**TO DO:**
Each line from the one with "Target: theater chair" to the final line of the data must be reproduced exactly, and no other line may appear.

**DATA EXCERPTS:**
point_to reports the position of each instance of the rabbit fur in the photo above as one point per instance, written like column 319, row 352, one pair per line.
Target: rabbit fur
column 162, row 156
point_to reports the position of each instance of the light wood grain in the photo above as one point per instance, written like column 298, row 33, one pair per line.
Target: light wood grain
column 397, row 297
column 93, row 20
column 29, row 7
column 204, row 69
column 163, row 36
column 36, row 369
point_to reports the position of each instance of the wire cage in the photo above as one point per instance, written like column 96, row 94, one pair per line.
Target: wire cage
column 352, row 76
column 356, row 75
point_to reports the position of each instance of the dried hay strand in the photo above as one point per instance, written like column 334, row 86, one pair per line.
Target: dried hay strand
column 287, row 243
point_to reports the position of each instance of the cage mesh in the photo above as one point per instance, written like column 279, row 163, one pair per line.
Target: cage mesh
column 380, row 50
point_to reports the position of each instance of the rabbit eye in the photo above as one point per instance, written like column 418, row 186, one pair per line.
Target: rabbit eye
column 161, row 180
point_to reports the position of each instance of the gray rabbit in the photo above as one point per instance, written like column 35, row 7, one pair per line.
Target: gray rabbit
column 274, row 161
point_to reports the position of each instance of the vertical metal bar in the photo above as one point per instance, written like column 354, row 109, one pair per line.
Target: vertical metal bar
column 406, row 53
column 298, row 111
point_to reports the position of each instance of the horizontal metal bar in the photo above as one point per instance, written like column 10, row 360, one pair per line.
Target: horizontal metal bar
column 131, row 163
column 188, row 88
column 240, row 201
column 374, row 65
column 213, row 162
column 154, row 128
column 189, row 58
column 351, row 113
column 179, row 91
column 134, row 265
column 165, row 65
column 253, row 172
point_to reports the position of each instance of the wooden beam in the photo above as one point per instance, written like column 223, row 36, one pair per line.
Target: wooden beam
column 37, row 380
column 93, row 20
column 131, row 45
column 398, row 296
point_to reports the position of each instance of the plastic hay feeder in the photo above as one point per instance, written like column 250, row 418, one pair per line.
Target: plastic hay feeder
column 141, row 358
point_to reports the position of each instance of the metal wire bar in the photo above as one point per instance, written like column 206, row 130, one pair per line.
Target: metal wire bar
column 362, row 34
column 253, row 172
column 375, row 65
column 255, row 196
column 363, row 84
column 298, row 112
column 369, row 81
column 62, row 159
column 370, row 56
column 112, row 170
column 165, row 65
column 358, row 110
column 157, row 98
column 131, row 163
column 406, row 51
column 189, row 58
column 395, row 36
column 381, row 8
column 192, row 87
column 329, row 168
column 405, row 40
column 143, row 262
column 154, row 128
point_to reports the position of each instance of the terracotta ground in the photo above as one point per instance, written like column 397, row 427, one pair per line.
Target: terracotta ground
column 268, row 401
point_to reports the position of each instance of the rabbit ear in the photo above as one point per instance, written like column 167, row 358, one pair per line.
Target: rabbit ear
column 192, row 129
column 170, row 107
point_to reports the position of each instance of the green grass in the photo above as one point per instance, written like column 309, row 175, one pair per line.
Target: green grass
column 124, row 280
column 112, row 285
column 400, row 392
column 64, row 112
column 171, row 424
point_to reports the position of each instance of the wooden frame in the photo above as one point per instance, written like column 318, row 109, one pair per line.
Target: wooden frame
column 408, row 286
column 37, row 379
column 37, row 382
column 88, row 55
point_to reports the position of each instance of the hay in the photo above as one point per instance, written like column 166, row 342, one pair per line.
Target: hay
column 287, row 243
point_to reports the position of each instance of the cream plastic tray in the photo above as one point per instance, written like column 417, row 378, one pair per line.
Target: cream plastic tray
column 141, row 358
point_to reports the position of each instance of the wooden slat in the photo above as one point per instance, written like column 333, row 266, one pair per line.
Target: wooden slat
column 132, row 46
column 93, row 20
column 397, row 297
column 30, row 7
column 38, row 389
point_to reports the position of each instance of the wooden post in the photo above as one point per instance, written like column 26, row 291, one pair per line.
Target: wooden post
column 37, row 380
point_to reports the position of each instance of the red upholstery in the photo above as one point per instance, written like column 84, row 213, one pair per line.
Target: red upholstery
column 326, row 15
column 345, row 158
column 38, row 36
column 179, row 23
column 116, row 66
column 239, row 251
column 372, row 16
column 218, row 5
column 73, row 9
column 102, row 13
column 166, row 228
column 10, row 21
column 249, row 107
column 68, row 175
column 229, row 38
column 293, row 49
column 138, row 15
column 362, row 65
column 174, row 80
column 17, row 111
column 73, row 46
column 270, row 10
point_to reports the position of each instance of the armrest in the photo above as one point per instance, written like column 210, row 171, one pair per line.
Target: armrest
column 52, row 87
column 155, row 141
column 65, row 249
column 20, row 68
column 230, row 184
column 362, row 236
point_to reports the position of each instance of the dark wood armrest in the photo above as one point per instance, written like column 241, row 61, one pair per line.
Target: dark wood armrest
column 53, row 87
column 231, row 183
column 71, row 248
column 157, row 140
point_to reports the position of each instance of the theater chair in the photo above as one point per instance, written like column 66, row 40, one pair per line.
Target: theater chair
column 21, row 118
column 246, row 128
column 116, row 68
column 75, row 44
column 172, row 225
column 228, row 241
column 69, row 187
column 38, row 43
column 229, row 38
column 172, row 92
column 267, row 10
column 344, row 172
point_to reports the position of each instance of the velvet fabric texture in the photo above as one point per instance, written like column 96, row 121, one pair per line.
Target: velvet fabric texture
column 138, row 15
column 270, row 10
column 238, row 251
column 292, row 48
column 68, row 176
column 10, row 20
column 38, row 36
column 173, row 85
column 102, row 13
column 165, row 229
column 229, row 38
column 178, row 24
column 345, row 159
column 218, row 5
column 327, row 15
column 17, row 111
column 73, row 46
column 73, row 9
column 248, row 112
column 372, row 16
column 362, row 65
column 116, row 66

**THE COMPLETED TASK:**
Target: theater chair
column 21, row 118
column 246, row 128
column 116, row 68
column 75, row 44
column 172, row 225
column 228, row 241
column 69, row 187
column 38, row 43
column 229, row 38
column 172, row 92
column 267, row 10
column 344, row 172
point_to reports the position of each instance of the velvet fabric texture in the photo above as one point per instance, written like column 96, row 121, one pair per line.
Target: velvet fabric texture
column 138, row 15
column 270, row 10
column 238, row 251
column 292, row 48
column 68, row 176
column 10, row 20
column 38, row 36
column 173, row 85
column 102, row 13
column 165, row 229
column 229, row 38
column 178, row 24
column 345, row 159
column 218, row 5
column 327, row 15
column 17, row 111
column 73, row 46
column 73, row 9
column 248, row 112
column 372, row 16
column 362, row 65
column 116, row 66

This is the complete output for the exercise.